** Data records **
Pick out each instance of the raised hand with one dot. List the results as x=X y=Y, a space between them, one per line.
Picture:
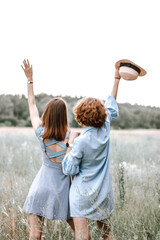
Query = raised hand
x=27 y=70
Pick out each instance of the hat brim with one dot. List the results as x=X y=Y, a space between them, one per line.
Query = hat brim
x=142 y=71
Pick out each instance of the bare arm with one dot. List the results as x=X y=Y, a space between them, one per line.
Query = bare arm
x=116 y=84
x=34 y=114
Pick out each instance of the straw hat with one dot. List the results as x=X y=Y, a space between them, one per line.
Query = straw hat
x=128 y=70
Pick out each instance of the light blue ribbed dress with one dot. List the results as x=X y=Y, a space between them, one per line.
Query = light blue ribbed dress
x=49 y=193
x=91 y=193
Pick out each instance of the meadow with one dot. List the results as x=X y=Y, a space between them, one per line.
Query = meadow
x=135 y=171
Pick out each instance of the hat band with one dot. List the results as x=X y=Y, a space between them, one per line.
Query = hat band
x=131 y=66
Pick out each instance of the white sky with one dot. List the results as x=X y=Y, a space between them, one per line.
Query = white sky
x=73 y=46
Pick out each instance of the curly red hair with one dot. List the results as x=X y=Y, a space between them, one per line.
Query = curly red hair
x=90 y=112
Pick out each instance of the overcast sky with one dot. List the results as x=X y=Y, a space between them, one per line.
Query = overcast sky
x=73 y=46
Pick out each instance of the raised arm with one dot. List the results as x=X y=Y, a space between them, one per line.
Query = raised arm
x=116 y=84
x=34 y=114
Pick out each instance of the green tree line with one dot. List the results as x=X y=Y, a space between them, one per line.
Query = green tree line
x=14 y=112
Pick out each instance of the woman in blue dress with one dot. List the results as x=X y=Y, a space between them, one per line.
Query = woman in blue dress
x=49 y=193
x=87 y=158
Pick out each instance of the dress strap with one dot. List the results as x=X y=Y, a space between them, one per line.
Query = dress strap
x=53 y=154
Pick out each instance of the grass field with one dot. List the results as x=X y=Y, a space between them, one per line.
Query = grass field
x=135 y=170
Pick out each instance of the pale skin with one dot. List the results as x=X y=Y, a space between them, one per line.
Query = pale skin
x=81 y=228
x=36 y=222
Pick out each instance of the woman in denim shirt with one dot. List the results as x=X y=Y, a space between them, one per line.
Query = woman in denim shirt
x=87 y=158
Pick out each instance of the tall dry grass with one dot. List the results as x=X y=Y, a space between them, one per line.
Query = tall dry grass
x=135 y=167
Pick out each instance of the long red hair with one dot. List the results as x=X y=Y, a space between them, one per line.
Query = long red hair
x=55 y=120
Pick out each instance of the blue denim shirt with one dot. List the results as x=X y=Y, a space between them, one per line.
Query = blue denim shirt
x=91 y=193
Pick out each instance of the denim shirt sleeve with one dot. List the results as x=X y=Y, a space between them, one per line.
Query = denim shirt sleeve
x=72 y=160
x=111 y=108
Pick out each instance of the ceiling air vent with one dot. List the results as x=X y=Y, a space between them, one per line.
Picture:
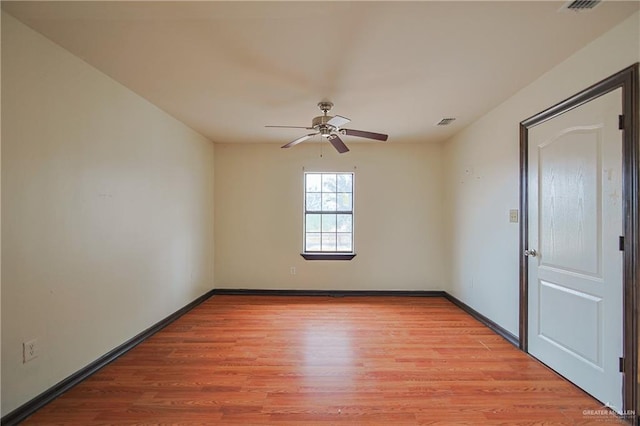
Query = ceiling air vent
x=579 y=5
x=445 y=121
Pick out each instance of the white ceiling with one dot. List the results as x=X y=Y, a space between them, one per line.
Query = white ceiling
x=226 y=69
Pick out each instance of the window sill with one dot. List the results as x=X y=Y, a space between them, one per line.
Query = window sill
x=328 y=256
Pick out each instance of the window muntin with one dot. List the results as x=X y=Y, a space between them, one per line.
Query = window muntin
x=328 y=217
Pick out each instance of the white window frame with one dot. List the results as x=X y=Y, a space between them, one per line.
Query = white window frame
x=322 y=254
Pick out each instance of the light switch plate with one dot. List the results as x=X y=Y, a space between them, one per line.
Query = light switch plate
x=513 y=215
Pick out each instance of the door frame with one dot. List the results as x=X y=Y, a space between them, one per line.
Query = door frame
x=627 y=80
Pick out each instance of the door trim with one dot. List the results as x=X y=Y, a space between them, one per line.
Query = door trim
x=627 y=80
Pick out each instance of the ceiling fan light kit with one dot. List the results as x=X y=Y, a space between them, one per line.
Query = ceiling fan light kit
x=329 y=127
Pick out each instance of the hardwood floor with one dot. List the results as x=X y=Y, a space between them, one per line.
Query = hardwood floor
x=320 y=360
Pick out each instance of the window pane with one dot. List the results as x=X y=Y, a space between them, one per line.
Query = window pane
x=328 y=223
x=328 y=202
x=345 y=182
x=313 y=223
x=312 y=242
x=314 y=202
x=314 y=182
x=344 y=222
x=344 y=201
x=328 y=242
x=328 y=183
x=344 y=242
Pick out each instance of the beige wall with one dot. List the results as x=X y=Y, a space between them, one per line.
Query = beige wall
x=107 y=210
x=482 y=172
x=398 y=216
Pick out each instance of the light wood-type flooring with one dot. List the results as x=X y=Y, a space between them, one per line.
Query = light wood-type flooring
x=260 y=360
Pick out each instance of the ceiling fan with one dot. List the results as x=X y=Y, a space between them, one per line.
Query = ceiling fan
x=330 y=127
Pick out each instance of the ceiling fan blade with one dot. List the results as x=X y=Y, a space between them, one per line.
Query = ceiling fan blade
x=292 y=127
x=338 y=120
x=363 y=134
x=338 y=144
x=300 y=139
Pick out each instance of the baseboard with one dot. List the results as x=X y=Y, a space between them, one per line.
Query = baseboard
x=30 y=407
x=509 y=337
x=328 y=293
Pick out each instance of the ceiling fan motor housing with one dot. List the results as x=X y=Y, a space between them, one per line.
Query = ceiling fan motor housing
x=320 y=123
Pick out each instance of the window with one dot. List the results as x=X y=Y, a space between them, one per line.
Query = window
x=328 y=216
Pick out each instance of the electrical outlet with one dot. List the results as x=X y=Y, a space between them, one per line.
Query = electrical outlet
x=29 y=350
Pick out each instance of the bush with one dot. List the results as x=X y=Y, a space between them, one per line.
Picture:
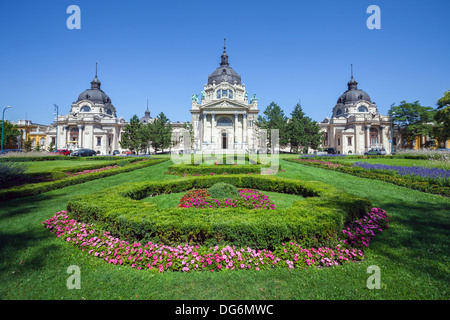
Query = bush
x=314 y=221
x=38 y=188
x=10 y=171
x=223 y=190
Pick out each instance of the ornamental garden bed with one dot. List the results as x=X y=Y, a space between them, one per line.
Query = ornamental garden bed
x=61 y=179
x=431 y=180
x=315 y=221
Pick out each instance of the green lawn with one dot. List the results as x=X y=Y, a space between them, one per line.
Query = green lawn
x=412 y=254
x=40 y=166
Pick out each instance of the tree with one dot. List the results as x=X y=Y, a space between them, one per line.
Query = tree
x=10 y=134
x=274 y=118
x=303 y=131
x=159 y=133
x=132 y=135
x=442 y=117
x=413 y=120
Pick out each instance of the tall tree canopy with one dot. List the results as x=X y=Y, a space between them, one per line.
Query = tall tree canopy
x=303 y=131
x=442 y=117
x=133 y=135
x=413 y=119
x=10 y=134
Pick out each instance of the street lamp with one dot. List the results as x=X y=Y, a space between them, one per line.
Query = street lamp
x=3 y=121
x=56 y=114
x=392 y=129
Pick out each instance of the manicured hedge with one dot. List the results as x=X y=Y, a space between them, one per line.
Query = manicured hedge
x=314 y=221
x=38 y=188
x=390 y=177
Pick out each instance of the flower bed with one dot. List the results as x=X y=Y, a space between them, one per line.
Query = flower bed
x=435 y=186
x=159 y=258
x=249 y=198
x=72 y=174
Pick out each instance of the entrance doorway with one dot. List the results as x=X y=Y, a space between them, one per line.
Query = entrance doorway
x=224 y=141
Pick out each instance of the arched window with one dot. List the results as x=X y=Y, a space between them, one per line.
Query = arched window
x=373 y=136
x=224 y=122
x=74 y=134
x=362 y=109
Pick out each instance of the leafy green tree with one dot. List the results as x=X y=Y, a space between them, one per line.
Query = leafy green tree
x=413 y=120
x=274 y=118
x=10 y=134
x=132 y=135
x=159 y=133
x=303 y=131
x=442 y=117
x=190 y=129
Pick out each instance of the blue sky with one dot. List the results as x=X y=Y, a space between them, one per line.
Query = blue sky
x=285 y=51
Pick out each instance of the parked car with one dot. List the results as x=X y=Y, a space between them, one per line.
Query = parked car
x=64 y=152
x=331 y=150
x=83 y=153
x=375 y=151
x=5 y=151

** Set exercise **
Repeat exactly the lines above, starting with the line that contains "Pick out each instance of the manicured" and ending with the last line, both included, and nothing else.

** Solution below **
Pick out each instance of the manicured hedge with one dot. List the results as x=X y=Y, a space between them, one per line.
Query = manicured hedge
x=314 y=221
x=38 y=188
x=390 y=177
Pick out each instance of the flower bed with one dot. List the results as x=X y=Y, a space between them, one per line.
Query = flower bed
x=435 y=186
x=159 y=258
x=249 y=198
x=72 y=174
Pick out each instance of the entrance doorway with one dot. List the results as x=X y=Y, a space between them, one per line.
Query = entrance doorway
x=224 y=141
Pick out each instance of the arched window with one dot. List the results as x=X y=Y, a space between them, one per line.
Query = arched window
x=373 y=136
x=224 y=122
x=74 y=134
x=362 y=109
Pick out each instance of the leafy green tree with one dot. List the results as x=X y=Y, a space between them, one per line.
Query = leafy green tree
x=413 y=120
x=274 y=118
x=10 y=134
x=132 y=135
x=159 y=133
x=303 y=131
x=442 y=117
x=190 y=129
Pick out each instance of the blue sky with one dot. List the results as x=X y=Y, a space between them, one per line.
Query = blue sky
x=285 y=51
Pick out each instance of the parked car with one dot. List the results as x=X y=Y, a space between them, one per line.
Query = parked car
x=64 y=152
x=331 y=150
x=83 y=153
x=375 y=151
x=5 y=151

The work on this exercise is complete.